SOURCE TEXT Start Marker

Welcome to the trail!

This is a roundabout story of one family who's traveled the trails from dust, to dirt, to the fast lane. I happen to be the teller of our tales. Thanks for joining us for the trip.

Wednesday, February 24, 2010

Love Takes Root



Mr. and Mrs. Morris Robert Jones
Announce the marriage of their daughter
Elizabeth Deane
To
George Bibb Edmondson
On Sunday, July the twenty-first
Nineteen hundred and forty
          Beaumont, Texas

From Southern Bypass---
Elizabeth Deane Jones, my mother, married George Bibb Edmondson, my father, in a small ceremony in Beaumont, 1940, with her mother, father, sisters, and brother present. Mamma wore a navy suit, size 4. A steamy July afternoon, a platinum wedding ring, and a new name satisfied the new bride at first, but her gaze looked beyond to another open window and an opportunity to see the world. She and George Bibb left shortly en route to Montgomery, Alabama, to meet her new husband’s family, predominantly his matriarchal, reticent mother, better known in her ancestral town as Mattie Bibb.

The newlyweds landed with a resounding thud. Deane’s move as a bashful bride to the old Bibb mansion on Moulton Street provided quite the challenge. Mattie Bibb, proudly wore her heritage like the proverbial badge of honor. She was an aristocrat, both by nature and design. Her husband, a newspaper editor, had died at an early age with an infection from appendicitis and her widowed state held her captive in attire and state of mind. Mattie Bibb had coddled her son to the point of curdling as she consistently over-compensated for the early loss of his father.

Mamma's innocent beauty did little to fend her mother-in-law’s preconceived notion that her son should have married “much better” than this little uneducated girl from Kentucky. The new bride entered into this cohabitation with little choice or support, having no friends other than those who supposedly were her husband’s or mother-in-law's. The town offered the expected southern hospitality by throwing the round of parties for a new socially acceptable arrival, but after the glitter, only the afterglow remained and it soon dissipated. Deane and G.B. spent most of their time in the stuffy, hot, upstairs bedroom where writing poetry was blessed by Mattie Bibb’s adulation, and drooling over Deane was kept quiet. The isolation became stifling for the newlyweds and probably at Deane’s encouragement, George Bibb returned to work.

SOURCE TEXT End Marker

WORK ORDER 1
Transcribe the family story between "Welcome to the" and "for the trip.", inclusive.
WORK ORDER 2
Condense the paragraph of the family story that begins "The newlyweds landed with a resounding thud" into a short bulleted list that keeps its main facts.

INPUT DATA Start Marker

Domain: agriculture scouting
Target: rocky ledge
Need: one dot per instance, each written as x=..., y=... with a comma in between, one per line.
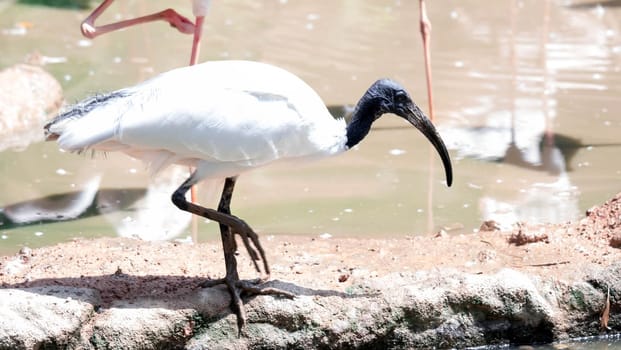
x=536, y=284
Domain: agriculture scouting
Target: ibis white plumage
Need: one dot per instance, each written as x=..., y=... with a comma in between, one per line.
x=224, y=118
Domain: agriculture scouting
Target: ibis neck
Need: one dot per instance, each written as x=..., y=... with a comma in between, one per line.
x=365, y=113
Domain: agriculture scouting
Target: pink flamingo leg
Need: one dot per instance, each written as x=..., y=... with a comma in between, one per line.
x=425, y=31
x=90, y=30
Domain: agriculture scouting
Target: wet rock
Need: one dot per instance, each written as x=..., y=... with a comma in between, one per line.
x=29, y=96
x=439, y=308
x=44, y=317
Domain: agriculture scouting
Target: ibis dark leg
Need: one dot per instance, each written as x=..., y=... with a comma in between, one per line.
x=230, y=225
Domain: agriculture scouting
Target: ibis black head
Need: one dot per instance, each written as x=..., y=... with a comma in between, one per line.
x=387, y=96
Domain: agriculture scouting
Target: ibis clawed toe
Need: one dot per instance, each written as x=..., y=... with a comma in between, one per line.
x=224, y=118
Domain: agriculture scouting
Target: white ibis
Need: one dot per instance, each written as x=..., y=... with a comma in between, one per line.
x=184, y=25
x=224, y=118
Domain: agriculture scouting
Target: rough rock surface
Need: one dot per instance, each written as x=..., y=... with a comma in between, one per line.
x=28, y=97
x=486, y=288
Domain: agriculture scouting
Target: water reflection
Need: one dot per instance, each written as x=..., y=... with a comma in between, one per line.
x=144, y=213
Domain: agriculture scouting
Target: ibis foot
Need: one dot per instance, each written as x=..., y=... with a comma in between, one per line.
x=238, y=288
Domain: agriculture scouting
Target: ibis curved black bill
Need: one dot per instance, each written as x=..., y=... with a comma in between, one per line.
x=420, y=121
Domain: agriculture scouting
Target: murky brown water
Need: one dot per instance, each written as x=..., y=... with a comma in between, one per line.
x=526, y=97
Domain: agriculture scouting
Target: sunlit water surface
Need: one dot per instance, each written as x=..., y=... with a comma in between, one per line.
x=527, y=97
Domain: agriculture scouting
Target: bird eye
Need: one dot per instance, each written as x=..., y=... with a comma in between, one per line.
x=401, y=97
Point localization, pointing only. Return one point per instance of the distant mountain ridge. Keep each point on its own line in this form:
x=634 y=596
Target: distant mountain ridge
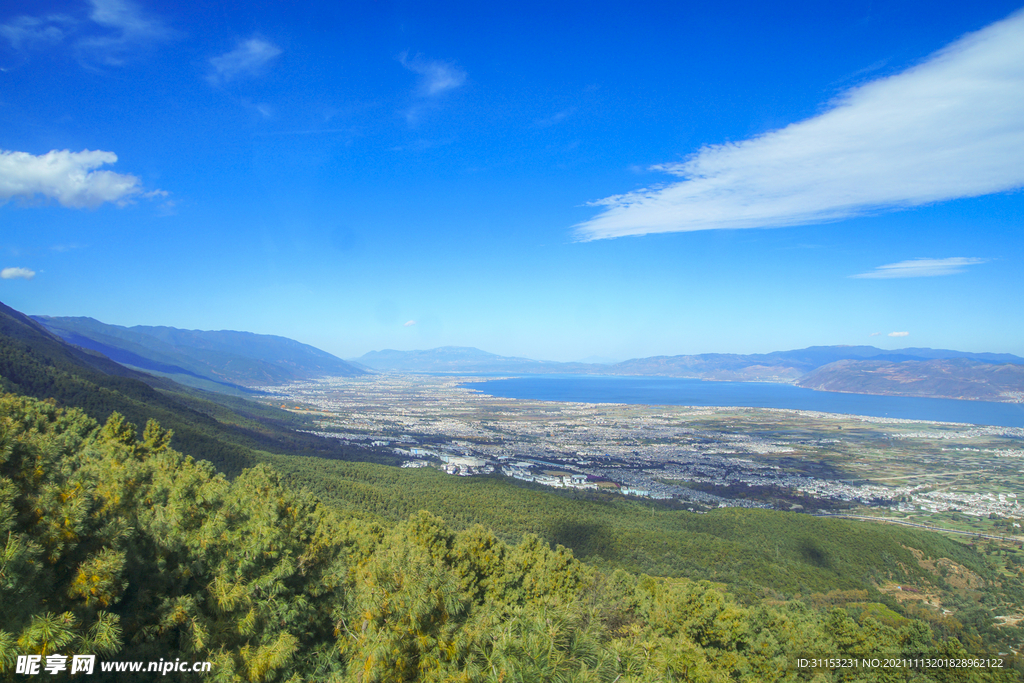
x=218 y=360
x=912 y=372
x=949 y=378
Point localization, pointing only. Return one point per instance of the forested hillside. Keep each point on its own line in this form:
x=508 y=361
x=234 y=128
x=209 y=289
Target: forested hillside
x=215 y=427
x=117 y=545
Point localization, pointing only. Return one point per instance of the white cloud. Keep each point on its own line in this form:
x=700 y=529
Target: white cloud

INPUT DATA End Marker

RESPONSE BOX 1
Welcome to the trail!

This is a roundabout story of one family who's traveled the trails from dust, to dirt, to the fast lane. I happen to be the teller of our tales. Thanks for joining us for the trip.

RESPONSE BOX 2
- The newlyweds' arrival was hard. Deane moved as a bashful bride into the old Bibb mansion on Moulton Street, which was quite a challenge.
- Mattie Bibb was proud of her heritage and was an aristocrat by nature and design.
- Her husband, a newspaper editor, had died young of an infection from appendicitis. Widowhood held her captive in both dress and state of mind.
- She had coddled her son excessively, overcompensating for the early loss of his father.